Referring expression data
━━━
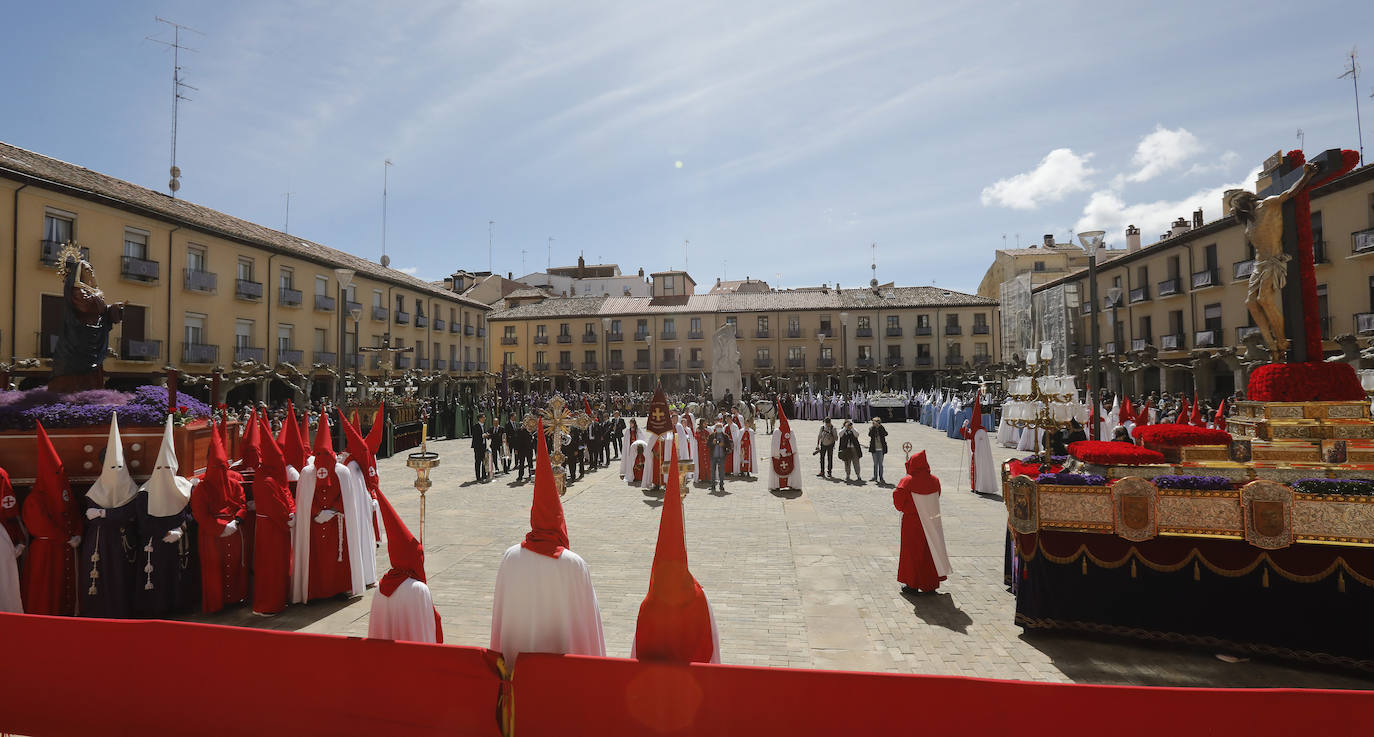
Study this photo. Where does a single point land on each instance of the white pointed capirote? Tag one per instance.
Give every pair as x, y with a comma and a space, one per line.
168, 492
116, 487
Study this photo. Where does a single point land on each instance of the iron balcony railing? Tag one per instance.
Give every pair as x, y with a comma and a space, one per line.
199, 281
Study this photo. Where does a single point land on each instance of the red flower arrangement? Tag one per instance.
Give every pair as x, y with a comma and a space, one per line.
1106, 453
1180, 435
1311, 381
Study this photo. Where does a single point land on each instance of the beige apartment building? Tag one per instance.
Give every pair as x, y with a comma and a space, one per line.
877, 337
210, 293
1172, 314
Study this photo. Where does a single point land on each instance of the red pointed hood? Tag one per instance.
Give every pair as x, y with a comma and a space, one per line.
291, 446
675, 619
52, 477
918, 479
250, 448
374, 433
362, 454
547, 527
406, 554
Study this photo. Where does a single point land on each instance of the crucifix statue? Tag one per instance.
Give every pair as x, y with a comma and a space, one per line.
558, 424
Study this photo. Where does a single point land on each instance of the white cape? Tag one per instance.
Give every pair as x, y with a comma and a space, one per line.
407, 615
544, 605
928, 508
985, 473
10, 600
771, 480
304, 521
367, 531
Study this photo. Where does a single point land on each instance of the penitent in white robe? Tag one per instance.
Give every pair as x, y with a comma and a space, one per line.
407, 615
544, 605
353, 516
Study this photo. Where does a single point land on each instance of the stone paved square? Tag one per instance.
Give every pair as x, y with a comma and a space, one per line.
796, 579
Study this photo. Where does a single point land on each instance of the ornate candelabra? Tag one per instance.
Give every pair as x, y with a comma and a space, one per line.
1040, 402
422, 462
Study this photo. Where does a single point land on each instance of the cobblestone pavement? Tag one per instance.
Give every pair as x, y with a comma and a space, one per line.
800, 579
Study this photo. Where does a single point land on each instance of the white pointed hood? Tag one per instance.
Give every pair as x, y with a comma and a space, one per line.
116, 487
168, 492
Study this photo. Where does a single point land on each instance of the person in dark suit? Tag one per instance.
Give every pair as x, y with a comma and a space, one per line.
480, 437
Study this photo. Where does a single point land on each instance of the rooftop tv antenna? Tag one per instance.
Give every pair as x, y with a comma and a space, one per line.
1354, 73
175, 183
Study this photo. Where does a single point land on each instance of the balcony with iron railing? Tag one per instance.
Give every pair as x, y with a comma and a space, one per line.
139, 270
245, 289
199, 281
199, 352
1365, 323
248, 352
289, 297
139, 349
1205, 278
1362, 242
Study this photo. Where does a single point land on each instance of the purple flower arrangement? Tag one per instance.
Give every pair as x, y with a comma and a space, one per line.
1194, 483
1348, 487
144, 406
1072, 479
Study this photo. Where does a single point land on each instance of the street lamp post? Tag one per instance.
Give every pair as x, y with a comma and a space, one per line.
1091, 242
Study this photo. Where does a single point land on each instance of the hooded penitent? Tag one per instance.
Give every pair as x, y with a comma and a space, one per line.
404, 608
675, 620
547, 527
52, 519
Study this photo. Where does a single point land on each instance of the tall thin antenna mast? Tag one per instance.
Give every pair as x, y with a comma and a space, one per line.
175, 183
1354, 73
386, 168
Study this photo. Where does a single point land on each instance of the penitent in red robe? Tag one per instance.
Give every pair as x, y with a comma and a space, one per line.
915, 565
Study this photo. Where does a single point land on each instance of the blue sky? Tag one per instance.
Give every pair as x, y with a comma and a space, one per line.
804, 131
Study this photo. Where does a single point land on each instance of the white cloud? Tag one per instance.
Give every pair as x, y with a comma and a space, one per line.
1108, 211
1163, 150
1058, 173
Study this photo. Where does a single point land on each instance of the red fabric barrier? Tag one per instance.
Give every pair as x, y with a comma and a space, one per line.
572, 695
116, 677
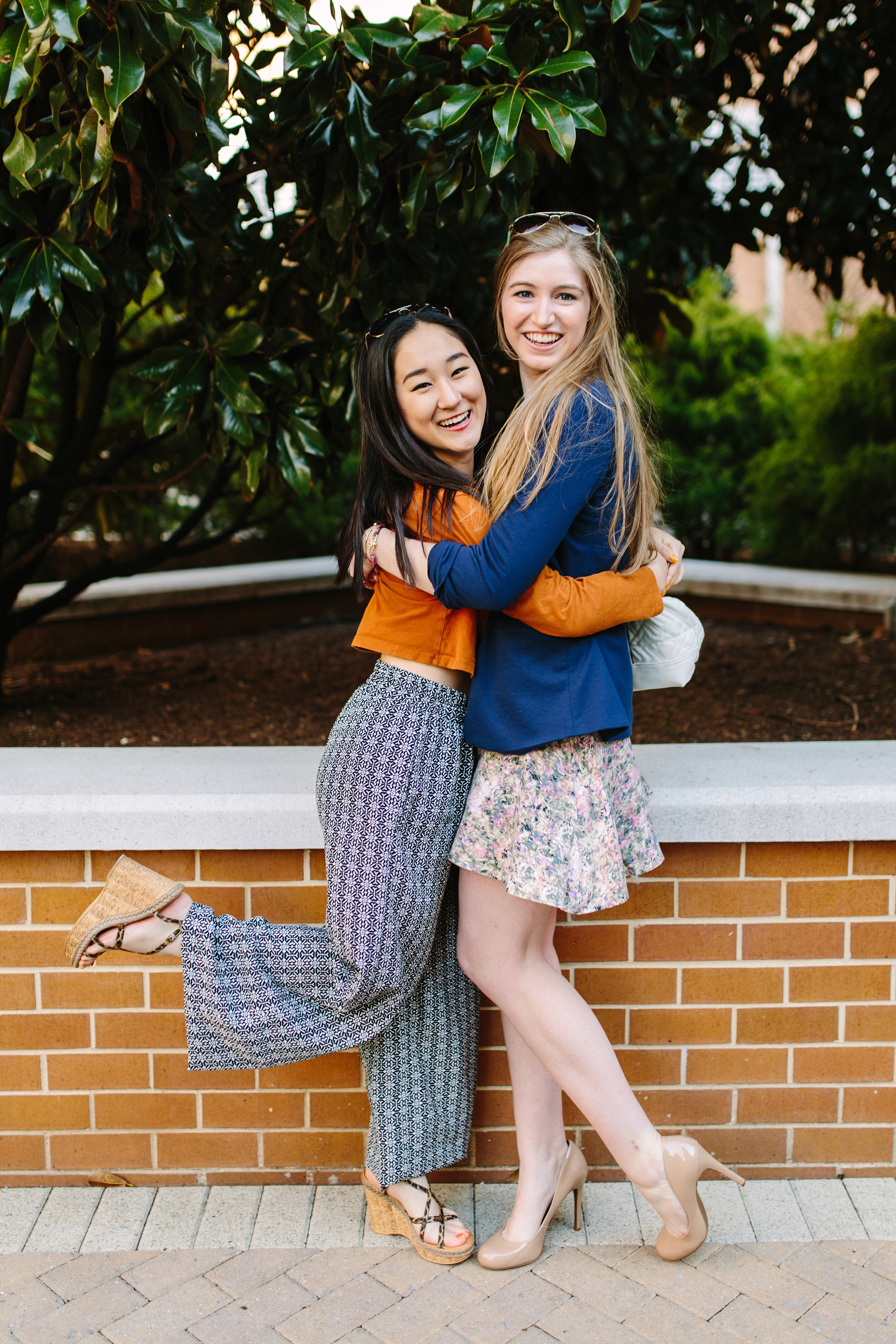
━━━
## Assigned task:
Each line above must be repeated exactly in the answer, with pictures omitted.

## Answer space:
Study this photo. Where does a single point land on each instance of the white pointed capirote? Tag one per instance.
Give every pair as x, y with a comma and a space, one per line.
168, 492
116, 487
Study this photo. Where does a single point land on each instance of the iron balcony railing? Tag one per instance.
Give every pair as x, y with a comma and a space, one per line.
199, 281
Study this photo. Where does a single point land on each instance of the red flower arrangement? Tag one per instance.
Give every pair as x, y with a comma and a space, one per line.
1106, 453
1180, 435
1311, 381
Study this photo. Where does a single point land on each instance of the beige apartment building? Tag one per instance.
Give every pair as x, y with a comma and a space, one per line.
877, 337
210, 293
1172, 314
Study this photo. Where does a single point land on each instance of the red pointed hood? Tag one per instance.
Give every pair as x, y with a comma and a space, one per line.
291, 446
675, 619
52, 477
918, 479
250, 448
374, 433
362, 454
547, 527
406, 554
Study this photo. Where does a single point land on each instance of the crucifix statue? Tag one per instance.
Give every pair as x, y with a comma and a space, one per line.
558, 424
Study this photo. Where does a single point land on each instance of the white cape? Tag one per instance.
Give every pair as x, y with a comma and a space, one per line.
407, 615
544, 605
928, 508
985, 473
10, 600
771, 480
304, 521
367, 531
Study this photo. Where does a single point land on each instance of the penitent in white robe? Tag one per instance.
Give every pair as x, y with a comma and a space, one per line.
407, 615
544, 605
353, 516
Study this photo. Where does a single point land on each instance of the stone paved square? Tag one per instance.
Give every pair as x, y with a comma and a space, one per line.
796, 579
Study this photo. Where does a single point land on each instance of the ornate candelabra? Tag one per instance.
Give every pair as x, y with a comma and a space, one per line.
1040, 402
422, 462
Study this photo. Where does a single point land on each instance of the cobblestone pavement? Tag one per instance.
Give every pair as x, y with a comma and a space, one per line.
800, 579
Study this photo. Where does a single point land on each instance of the white pointed hood? Tag one per instance.
Give every pair as x, y with a comma and a space, one per line.
116, 487
168, 492
Study this photo. Where does a single point land on each instance of the person in dark suit? Tag one per instance.
Give every pair as x, y with a comma and a space, one per line.
480, 437
Study this photo. Where does a single point land on each instance of the rooftop tv antenna? Tag one per instance.
Give every pair as x, y with a comma and a space, one per line.
1354, 73
175, 183
Study this photo. Where does a single point land on each instance of the balcony with iron railing? Tag one per instance.
Give every pair as x, y with a comma and a space, one per line.
139, 270
245, 289
199, 281
199, 352
1365, 323
248, 352
289, 297
139, 349
1205, 278
1362, 242
Study this photo. Where does a single point land on each instance of the purple flower arrangement? Tag one per instance.
Give every pair as x, y with a comma and a space, one per line.
1194, 483
1348, 487
144, 406
1072, 479
Study this photo. Where does a single point land on each instance of the street lamp post? Tag one per instance.
Give every pair as x, y with a comma and a space, one per line.
1091, 242
Study this photo. Where does a single point land on each instance of the hooded penitent? Tag one per instance.
Give every pair as x, y with a comma and a space, one per line.
404, 608
675, 620
547, 527
52, 519
Study this photo. Where does a single point land on each instance of the tall thin antenna mast? Tag one per instance.
Give every pair as x, y with a comma and a space, one per line.
175, 183
1354, 73
386, 168
Study this photo. Where does a single point land on each instance of the penitent in red robe? Tag one per instance.
Give every pair as x, y with a comma and a space, one per line.
915, 565
Study this photo. Where does a single point land on each instance of the blue sky? Tag one per instance.
Give every pair as x, y with a comma and a space, one per line.
804, 131
Study this photo. Where does a single point land on each instance of the white cloud? Tag one per instance.
Give every pair as x, y with a comma and a space, one per line.
1108, 211
1163, 150
1058, 173
Study this photo. Where does a single point land on each instance of the red fabric barrier? Tag one per instance.
Give every pair as x, y with a comma and a space, one per line.
572, 695
116, 677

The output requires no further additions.